- _GIVEN PROBLEM_
Copy out, unchanged, every line of the records below, from the line containing "Look at the photo above. For every instance of the potted" down to the line containing "x=372, y=353", with both of those lines included.

==== THE INPUT ====

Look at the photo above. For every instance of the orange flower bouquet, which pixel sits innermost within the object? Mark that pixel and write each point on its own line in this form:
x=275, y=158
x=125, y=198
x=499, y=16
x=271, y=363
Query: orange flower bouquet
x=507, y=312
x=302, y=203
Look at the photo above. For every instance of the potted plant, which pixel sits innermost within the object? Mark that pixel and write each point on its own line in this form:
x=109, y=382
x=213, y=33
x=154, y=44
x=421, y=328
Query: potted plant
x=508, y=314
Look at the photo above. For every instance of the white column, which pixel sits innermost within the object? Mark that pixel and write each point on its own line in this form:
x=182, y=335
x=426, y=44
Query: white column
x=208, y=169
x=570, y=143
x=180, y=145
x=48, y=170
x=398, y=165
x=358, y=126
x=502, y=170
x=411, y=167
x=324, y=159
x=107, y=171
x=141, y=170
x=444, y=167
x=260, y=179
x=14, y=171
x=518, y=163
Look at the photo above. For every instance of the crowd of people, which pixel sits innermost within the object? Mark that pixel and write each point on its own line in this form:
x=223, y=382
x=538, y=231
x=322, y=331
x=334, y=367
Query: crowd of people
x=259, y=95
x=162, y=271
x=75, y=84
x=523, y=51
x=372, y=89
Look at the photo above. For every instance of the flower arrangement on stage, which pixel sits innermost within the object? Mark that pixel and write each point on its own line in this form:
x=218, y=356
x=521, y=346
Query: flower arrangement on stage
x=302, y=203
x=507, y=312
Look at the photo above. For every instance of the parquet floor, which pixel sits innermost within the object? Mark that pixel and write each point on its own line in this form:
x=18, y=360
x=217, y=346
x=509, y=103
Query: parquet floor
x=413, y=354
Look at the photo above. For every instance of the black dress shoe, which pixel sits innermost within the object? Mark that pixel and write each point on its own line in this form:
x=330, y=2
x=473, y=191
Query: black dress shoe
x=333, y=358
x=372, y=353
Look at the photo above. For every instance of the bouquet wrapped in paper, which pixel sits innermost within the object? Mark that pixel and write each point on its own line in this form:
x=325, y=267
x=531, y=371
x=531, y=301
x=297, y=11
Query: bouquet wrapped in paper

====

- _OUTPUT OF THE TASK_
Look at the photo above. For every instance of the potted plant, which pixel sits innermost within the object? Mark that pixel and write each point on its own line in this form:
x=109, y=382
x=213, y=33
x=154, y=44
x=421, y=328
Query: potted plant
x=508, y=314
Look at the photo above. For every instance of the white column, which pixel sits innermost within the object? Mark that pixel and write each point on its own line in this form:
x=182, y=335
x=426, y=44
Query: white column
x=208, y=169
x=570, y=143
x=180, y=145
x=48, y=170
x=398, y=165
x=358, y=126
x=502, y=170
x=411, y=167
x=324, y=159
x=107, y=171
x=141, y=170
x=444, y=167
x=260, y=179
x=14, y=171
x=518, y=163
Look at the photo above. For every instance of the crowd of people, which pixel sits innermost within the object? Mark that pixel and write each point on its own line in this form:
x=223, y=382
x=538, y=231
x=322, y=331
x=334, y=367
Query: crowd of people
x=259, y=95
x=162, y=271
x=75, y=84
x=523, y=51
x=372, y=89
Look at the photo above. For every instance of the flower arrangement on stage, which pixel sits innermost within the object? Mark that pixel and write each point on its own line in this form:
x=218, y=356
x=521, y=346
Query: flower arrangement on stage
x=302, y=203
x=507, y=312
Look at the photo above. For every instance of the parquet floor, which pixel sits innermost within the object? Mark that pixel and write each point on its own line in this form:
x=18, y=360
x=217, y=346
x=509, y=103
Query: parquet floor
x=413, y=354
Look at the photo above. For every instance of the black dress shoe, which pixel sits innermost within the object? Mark that pixel and write each point on its own line in this form:
x=330, y=2
x=473, y=191
Query: black dress shoe
x=333, y=358
x=372, y=353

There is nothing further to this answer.